» **Text shown**
------------------------------------------------

Corny Gag, Isn’t It?
Tex Avery’s cartoons similarly exploit our fascination with background details, though the linear nature of cinema makes it much harder for us to linger and savor such elements. (One probably has to watch Screwball Squirrel multiple times before you spot the painting of a fire hydrant hanging on the wall of the dog’s quarters.) Rather, they unfold in front of the camera, one gag at a time. Consider, a few examples, from his first MGM film, Blitz Wolf (1942).
A Good Humor truck appears alongside a tank brigade. A sign pops out of the top of a flame thrower promising “I don’t want to set the world on fire.” The Hitler-like Big Bad Wolf steps out of a truck which bears the label, “Der Fewer (Der Better),” and holds up a sign to the camera, “Go on and Hiss! Who cares!” (which gets pelted with tomatos by the picture house audience.) When the Wolf’s Der Mechanized Huffer Und Puffer blow the little pigs’s house down, it reveals a sign reading “Gone with the Wind” before the camera pans to show a second sign, “Corny Gag, isn’t it?” An endless pan up the barrel of an alied weapon pauses long enough to let us read the words on yet another sign, “Long darn thing, isn’t it?” and when the weapon fires, it whips out a graphic representing Japan and yet another sign drops down from off-screen space informing us that “Doolittle Dood it!” Again and again, such signs destabilize our relations to the represented actions, sometimes suggesting that the characters are themselves aware that they are appearing within a cartoon which we are currently watching (as in the wolf’s direct address to the audience) and to which we may respond (as in hurled fruit) and other times speaking on behalf of an unseen narrator, who feels compelled to comment on the depicted actions (including labeling gags as “corny”).
Avery also often based gags on the disjunction between sound and images. Consider three examples from Screwball Squirrel. In the first, Screwball closes the door to a phone booth before letting loose with a prolonged raspberry, a sequence designed to call attention to the act of censorship which represses some of his more bodily humor. (This particular rude noise is specifically prohibited in the Production Code). In the second, the camera pulls back from the canine antagonist rolling down the hill in a barrel to show what we might have first read as non-diegetic musical accompaniment as having a source in the fiction: Screwball is making appropriate sounds using drums, timpani, and bird whistles. At another point, as the dog relentlessly chases the squirrel, we begin to hear repeated noises on the soundtrack and the image gets caught into a loop, which suggests the recycling of stills that go on routinely in animated shorts. The image freezes, the Squirrel steps away, hits the needle of a phonograph, gets the music on track, and then, steps back into his place in the chase. In all three cases, Avery refuses to allow us to take the relations between sound and images for granted. Like Jones and Wolverton, Avery sees noise as the source of comic disruptions of the well constructed texts, finding pleasure in the breakdown of normal codes and conventions.

------------------------------------------------

» **Material provided**

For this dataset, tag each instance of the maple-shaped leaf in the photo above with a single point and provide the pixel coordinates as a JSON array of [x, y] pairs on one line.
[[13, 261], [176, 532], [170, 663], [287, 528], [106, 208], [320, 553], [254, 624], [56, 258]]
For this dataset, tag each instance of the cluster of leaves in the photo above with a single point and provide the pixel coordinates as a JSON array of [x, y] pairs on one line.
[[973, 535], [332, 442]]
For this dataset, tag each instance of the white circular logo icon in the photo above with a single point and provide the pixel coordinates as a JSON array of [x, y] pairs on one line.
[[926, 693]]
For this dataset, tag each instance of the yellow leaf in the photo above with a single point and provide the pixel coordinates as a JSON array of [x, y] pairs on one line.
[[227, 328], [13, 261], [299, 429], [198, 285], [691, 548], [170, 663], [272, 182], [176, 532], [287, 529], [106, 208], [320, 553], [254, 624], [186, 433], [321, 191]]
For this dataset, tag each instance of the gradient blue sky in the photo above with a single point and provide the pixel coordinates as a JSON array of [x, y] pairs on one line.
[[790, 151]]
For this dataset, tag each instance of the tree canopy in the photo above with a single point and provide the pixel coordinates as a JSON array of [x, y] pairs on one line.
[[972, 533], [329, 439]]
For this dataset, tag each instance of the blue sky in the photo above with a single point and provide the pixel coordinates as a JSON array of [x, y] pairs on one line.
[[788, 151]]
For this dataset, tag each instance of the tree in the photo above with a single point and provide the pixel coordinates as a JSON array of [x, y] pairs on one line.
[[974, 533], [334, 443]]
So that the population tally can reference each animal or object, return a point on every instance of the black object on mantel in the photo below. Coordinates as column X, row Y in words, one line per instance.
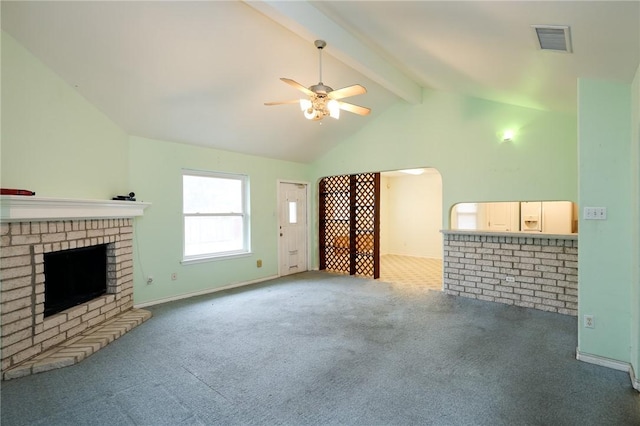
column 11, row 191
column 130, row 197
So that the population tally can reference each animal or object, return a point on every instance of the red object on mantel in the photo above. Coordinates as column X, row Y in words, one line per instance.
column 9, row 191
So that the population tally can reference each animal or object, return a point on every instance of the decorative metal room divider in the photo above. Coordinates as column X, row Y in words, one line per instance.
column 350, row 224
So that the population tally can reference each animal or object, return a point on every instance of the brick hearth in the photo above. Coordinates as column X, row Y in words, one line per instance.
column 26, row 333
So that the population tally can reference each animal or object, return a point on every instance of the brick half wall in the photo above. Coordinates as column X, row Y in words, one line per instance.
column 533, row 271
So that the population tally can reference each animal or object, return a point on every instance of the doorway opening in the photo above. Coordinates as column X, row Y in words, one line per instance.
column 410, row 225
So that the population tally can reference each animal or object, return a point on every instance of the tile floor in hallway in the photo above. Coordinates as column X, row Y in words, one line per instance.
column 411, row 273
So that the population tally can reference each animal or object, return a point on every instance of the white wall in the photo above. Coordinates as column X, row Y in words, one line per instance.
column 411, row 215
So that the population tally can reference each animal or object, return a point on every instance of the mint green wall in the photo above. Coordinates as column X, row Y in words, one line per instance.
column 155, row 176
column 460, row 136
column 54, row 141
column 635, row 197
column 605, row 253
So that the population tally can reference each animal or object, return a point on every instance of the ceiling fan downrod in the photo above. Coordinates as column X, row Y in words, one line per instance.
column 320, row 44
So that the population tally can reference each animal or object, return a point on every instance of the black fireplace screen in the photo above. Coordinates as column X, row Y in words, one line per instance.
column 73, row 277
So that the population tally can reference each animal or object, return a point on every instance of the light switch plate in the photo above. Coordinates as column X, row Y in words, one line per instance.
column 595, row 213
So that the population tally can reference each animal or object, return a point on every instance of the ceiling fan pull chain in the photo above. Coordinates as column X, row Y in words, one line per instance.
column 320, row 62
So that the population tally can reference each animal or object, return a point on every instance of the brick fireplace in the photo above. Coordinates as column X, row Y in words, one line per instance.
column 30, row 228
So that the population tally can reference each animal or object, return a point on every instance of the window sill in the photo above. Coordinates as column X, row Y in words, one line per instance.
column 213, row 258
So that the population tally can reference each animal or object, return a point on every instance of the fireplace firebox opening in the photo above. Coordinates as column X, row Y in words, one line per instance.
column 73, row 277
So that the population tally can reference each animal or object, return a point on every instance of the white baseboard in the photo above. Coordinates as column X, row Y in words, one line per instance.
column 602, row 361
column 635, row 381
column 610, row 363
column 200, row 293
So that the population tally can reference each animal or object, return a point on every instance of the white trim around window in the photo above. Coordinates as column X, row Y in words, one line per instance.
column 215, row 215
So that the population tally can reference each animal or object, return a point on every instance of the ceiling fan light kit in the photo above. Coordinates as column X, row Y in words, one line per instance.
column 322, row 100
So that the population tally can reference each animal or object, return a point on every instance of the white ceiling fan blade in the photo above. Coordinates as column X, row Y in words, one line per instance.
column 346, row 92
column 356, row 109
column 293, row 101
column 298, row 86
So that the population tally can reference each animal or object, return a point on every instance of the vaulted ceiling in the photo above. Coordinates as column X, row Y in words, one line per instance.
column 200, row 72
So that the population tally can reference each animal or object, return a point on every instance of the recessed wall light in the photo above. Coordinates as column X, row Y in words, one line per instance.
column 412, row 171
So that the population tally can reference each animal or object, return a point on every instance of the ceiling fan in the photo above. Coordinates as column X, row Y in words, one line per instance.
column 323, row 100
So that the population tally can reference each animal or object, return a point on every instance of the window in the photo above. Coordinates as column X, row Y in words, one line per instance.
column 216, row 215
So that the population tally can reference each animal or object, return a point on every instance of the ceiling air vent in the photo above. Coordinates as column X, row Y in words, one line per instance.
column 553, row 37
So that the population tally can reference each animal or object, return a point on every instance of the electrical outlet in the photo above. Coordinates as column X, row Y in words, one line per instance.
column 589, row 321
column 595, row 213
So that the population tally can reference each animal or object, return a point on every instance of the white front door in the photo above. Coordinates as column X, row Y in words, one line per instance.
column 293, row 228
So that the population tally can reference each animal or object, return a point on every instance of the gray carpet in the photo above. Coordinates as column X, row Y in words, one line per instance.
column 323, row 349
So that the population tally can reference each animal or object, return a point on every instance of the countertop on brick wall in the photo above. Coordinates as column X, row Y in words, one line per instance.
column 511, row 234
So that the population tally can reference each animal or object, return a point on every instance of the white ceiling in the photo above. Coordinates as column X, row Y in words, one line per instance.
column 199, row 72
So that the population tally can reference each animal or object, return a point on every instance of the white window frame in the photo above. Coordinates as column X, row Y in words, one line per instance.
column 245, row 214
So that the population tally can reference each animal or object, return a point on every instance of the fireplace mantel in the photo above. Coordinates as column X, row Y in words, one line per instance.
column 17, row 208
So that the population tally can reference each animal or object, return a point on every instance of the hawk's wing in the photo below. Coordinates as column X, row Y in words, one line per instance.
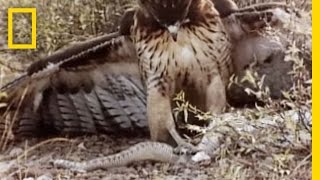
column 90, row 87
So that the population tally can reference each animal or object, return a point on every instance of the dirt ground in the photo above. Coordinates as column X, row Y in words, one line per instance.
column 30, row 159
column 35, row 156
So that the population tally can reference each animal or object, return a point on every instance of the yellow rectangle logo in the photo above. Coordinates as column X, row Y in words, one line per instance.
column 33, row 44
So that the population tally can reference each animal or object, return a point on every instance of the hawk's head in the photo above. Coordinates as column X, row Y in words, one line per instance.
column 170, row 14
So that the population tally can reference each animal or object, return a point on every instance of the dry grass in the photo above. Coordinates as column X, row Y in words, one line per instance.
column 241, row 157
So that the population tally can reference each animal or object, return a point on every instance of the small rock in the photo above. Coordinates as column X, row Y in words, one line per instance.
column 16, row 151
column 45, row 177
column 82, row 146
column 200, row 156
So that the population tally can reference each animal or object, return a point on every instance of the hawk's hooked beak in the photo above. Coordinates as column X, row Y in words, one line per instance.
column 173, row 29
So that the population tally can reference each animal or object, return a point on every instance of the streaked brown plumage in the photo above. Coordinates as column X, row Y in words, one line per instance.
column 76, row 74
column 181, row 45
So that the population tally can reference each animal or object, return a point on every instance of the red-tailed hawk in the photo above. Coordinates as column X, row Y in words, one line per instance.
column 171, row 45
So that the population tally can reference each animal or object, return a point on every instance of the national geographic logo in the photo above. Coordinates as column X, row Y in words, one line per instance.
column 33, row 44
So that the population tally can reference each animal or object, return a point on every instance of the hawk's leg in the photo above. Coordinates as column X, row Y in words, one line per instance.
column 216, row 95
column 160, row 119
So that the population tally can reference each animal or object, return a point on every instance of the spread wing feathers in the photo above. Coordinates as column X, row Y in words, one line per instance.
column 90, row 87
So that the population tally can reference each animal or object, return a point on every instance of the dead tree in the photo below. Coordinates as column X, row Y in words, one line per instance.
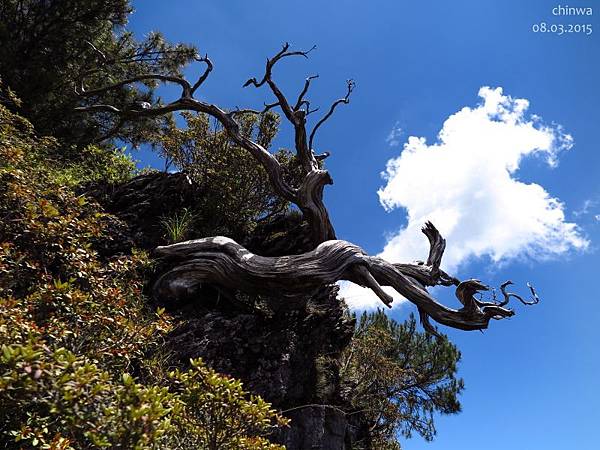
column 222, row 261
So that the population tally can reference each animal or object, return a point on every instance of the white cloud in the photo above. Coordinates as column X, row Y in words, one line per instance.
column 466, row 184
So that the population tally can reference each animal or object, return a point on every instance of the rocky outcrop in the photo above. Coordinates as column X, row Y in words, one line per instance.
column 282, row 351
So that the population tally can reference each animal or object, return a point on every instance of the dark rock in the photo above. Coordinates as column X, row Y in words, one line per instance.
column 284, row 352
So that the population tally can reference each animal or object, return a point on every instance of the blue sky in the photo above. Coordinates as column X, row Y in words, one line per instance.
column 531, row 381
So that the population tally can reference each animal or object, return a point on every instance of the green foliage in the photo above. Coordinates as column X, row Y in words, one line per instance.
column 221, row 412
column 54, row 44
column 400, row 377
column 80, row 365
column 178, row 226
column 235, row 190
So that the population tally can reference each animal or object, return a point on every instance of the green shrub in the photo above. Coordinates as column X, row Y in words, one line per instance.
column 80, row 362
column 399, row 377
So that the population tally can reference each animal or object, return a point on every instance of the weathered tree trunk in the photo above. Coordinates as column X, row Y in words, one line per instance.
column 223, row 262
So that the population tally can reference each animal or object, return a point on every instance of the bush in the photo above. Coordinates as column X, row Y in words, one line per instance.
column 399, row 377
column 80, row 363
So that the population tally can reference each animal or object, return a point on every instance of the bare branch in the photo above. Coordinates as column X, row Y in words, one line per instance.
column 224, row 262
column 157, row 77
column 204, row 76
column 345, row 100
column 507, row 295
column 300, row 100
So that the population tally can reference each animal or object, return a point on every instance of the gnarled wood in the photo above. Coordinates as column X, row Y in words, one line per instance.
column 222, row 261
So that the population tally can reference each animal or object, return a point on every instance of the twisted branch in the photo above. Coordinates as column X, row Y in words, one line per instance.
column 222, row 261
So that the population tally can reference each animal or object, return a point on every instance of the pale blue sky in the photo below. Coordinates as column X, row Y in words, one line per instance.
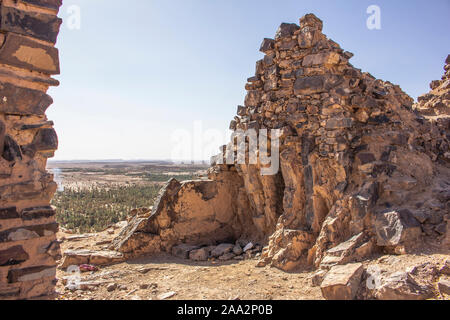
column 138, row 70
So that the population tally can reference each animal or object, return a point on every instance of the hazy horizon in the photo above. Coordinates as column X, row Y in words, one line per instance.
column 134, row 76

------------------------------------------------

» **Things to do**
1 – Condense the paragraph of the Tex Avery text that begins "Avery also often based gags" into a short bulleted list that keeps its main facts.
2 – Print the passage of the Tex Avery text from "Tex Avery’s cartoons" to "Blitz Wolf (1942).".
3 – According to the Tex Avery text, what was Avery's first MGM film?
Rely only on the Tex Avery text for what comes next, not on the items.

» **Solutions per task**
1 –
- Avery often built gags on a mismatch between sound and image, as three moments in Screwball Squirrel show.
- Screwball shuts a phone booth door before blowing a long raspberry, which draws attention to the censorship of his bodily humor; the Production Code specifically prohibits this noise.
- The camera pulls back from the dog rolling downhill in a barrel to show that the music has a source in the story: Screwball is making the sounds with drums, timpani, and bird whistles.
- During a chase, the sound repeats and the image loops, suggesting the routine reuse of stills in animated shorts. The image freezes, and the squirrel fixes the phonograph needle before stepping back into the chase.
- In each case Avery refuses to let viewers take sound and image for granted. Like Jones and Wolverton, he treats noise as a source of comic disruption and enjoys the breakdown of normal conventions.

2 –
Tex Avery’s cartoons similarly exploit our fascination with background details, though the linear nature of cinema makes it much harder for us to linger and savor such elements. (One probably has to watch Screwball Squirrel multiple times before you spot the painting of a fire hydrant hanging on the wall of the dog’s quarters.) Rather, they unfold in front of the camera, one gag at a time. Consider, a few examples, from his first MGM film, Blitz Wolf (1942).

3 – Blitz Wolf (1942).